(Excerpts from a dataset)

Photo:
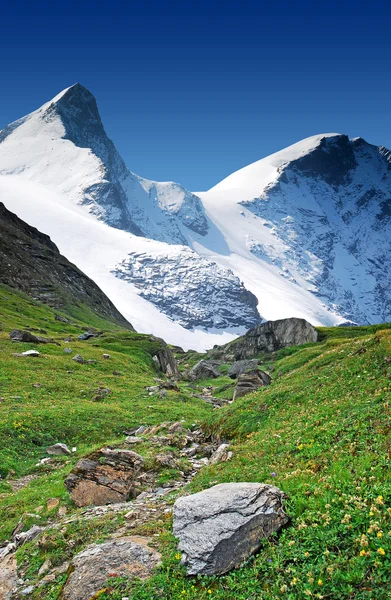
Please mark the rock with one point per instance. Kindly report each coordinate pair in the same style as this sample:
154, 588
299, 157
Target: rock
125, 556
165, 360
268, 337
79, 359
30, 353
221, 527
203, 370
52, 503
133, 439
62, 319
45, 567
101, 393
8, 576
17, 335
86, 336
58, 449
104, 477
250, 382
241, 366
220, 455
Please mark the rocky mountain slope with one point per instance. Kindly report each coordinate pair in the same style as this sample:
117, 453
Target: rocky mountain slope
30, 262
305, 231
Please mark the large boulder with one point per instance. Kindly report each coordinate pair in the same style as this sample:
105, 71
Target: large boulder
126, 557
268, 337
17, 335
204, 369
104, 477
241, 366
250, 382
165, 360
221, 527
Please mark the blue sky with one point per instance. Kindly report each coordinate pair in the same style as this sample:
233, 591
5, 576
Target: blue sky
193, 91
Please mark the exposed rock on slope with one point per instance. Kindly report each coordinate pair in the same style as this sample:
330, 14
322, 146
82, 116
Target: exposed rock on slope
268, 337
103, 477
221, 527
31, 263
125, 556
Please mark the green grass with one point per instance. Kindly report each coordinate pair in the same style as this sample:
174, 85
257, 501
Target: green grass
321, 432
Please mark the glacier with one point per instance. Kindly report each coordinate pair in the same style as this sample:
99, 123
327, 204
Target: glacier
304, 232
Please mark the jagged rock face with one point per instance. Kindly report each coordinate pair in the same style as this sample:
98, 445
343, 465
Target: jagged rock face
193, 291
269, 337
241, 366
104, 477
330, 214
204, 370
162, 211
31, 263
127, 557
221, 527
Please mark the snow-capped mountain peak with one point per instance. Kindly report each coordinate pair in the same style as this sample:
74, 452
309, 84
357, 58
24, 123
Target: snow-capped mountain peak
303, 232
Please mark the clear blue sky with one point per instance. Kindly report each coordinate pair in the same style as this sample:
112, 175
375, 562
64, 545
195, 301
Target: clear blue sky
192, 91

--

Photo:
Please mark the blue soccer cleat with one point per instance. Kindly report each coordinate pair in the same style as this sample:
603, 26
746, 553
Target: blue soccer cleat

--

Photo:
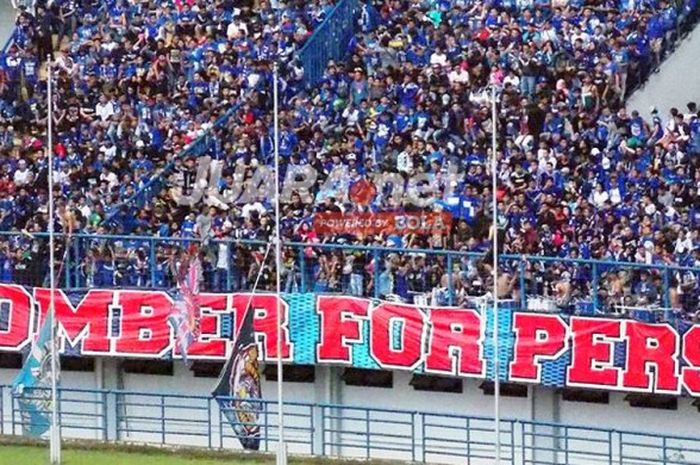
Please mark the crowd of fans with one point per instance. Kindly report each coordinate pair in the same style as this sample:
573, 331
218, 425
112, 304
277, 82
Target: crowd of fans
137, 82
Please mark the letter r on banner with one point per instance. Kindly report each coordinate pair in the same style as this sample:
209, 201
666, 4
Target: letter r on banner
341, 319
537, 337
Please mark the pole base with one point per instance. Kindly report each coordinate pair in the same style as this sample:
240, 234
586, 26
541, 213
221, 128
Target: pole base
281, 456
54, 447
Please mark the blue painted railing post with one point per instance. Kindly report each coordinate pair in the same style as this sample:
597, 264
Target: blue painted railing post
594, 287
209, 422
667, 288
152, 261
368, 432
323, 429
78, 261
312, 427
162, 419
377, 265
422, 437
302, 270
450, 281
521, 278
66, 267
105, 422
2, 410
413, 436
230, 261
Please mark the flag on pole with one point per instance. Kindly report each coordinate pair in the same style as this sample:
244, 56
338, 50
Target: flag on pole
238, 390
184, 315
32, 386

**INSTRUCTIONS FOR THE TASK**
Locate the word "cleat" in the records above, and return each line that has it.

**RESPONSE TO THIS TASK**
Please mark the blue soccer cleat with one point per instance. Kindly report each coordinate pair in the same style as this sample:
Target: blue soccer cleat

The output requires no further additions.